# Excerpt provided
= = = = =

Customer Relationship Management Value Assessment

May 21, 20048 mins
CSO and CISOData and Information Security

By Mitch Rosenbleeth,Tom SnarrCorrie DeCamp


Companies across virtually every industry sector in the United States have been cutting costs aggressively over the past three years to stabilize and grow profits in a tough economy. After years of “cutting” their way to prosperity, many companies are now re-focusing on top-line revenue growth to create shareholder value – a strategy that is highly in line with conventional wisdom, since a 1 percent increase in price often has a greater impact on the bottom line than a 10 percent decrease in cost. However, growing revenues profitably has never been as straightforward as taking dollars out of the cost structure. To achieve this, companies have launched a variety of growth initiatives: improving the customer experience; implementing up-selling and cross-selling efforts through call centers; increasing customer touch points through direct and telemarketing channels; improving sales force efficiencies; speeding new product introductions. Unfortunately, few of these initiatives have made a meaningful and sustainable contribution to ongoing revenues. Implementing a customer strategy and making significant strategic change is more difficult than most believe.

Many companies have turned to Customer Relationship Management (CRM) solutions to solve such problems. CRM can be a powerful tool to understand customer needs and help derive additional value from customers. Developing the right customer strategy, aligning your organization to serve your customers, and establishing the supporting processes and tools for the strategy are all integral components of CRM. The promise of value creation through improved customer alignment and strategy plays out in enhanced capabilities in a variety of areas across the organization: 1) Improved customer acquisition and targeting enables extended reach and coverage, improved hit rates, funneling performance, and improved price realization. 2) Enhanced sales force efficiency can mean streamlined sales processes to achieve more transactions per salesperson.

3) Improved customer loyalty leads to greater retention of existing customers, reduction in support costs, and improvement in overall share of wallet through cross-selling and upselling.

The Challenge

However, as many companies have learned, CRM is not a magic bullet. Managers who started out viewing CRM initiatives as the answer to all their problems are now bemoaning the ongoing cost and lack of useful functionality of their CRM solutions. Many CRM initiatives fail, and they generally fail for a predictable set of reasons:

  • Relying on CRM when it is not the right tool for the job. Many companies commit to CRM solutions when in fact there are more appropriate tools to address the problem at hand. For instance, if you’re trying to solve an acquisition or loyalty problem, you may be better off using an analytic tool and your existing data, rather than investing in a CRM tool that is not appropriate to the task. CRM is be a tremendously powerful tool when asked to perform the tasks it was designed to perform, but there are limits to its capabilities, and managers should understand exactly what CRM can and cannot do before committing to a major initiative.

= = = = =

# Given material
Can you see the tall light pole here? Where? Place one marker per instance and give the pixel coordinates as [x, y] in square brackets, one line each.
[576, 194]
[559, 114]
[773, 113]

= = = = =

# Prompt A
From the CRM value assessment excerpt, reproduce word for word the part that opens with the words containing "3) Improved customer" and closes with "cross-selling and upselling.".
# Prompt B
Answer these questions using the CRM value assessment excerpt:
(i) According to the excerpt, a 1 percent increase in price often has a greater impact on the bottom line than what?
(ii) What can enhanced sales force efficiency mean?
(iii) What may a company be better off using to solve an acquisition or loyalty problem?

# Solution A
3) Improved customer loyalty leads to greater retention of existing customers, reduction in support costs, and improvement in overall share of wallet through cross-selling and upselling.

# Solution B
(i) A 10 percent decrease in cost.
(ii) Streamlined sales processes to achieve more transactions per salesperson.
(iii) An analytic tool and its existing data, rather than a CRM tool that is not appropriate to the task.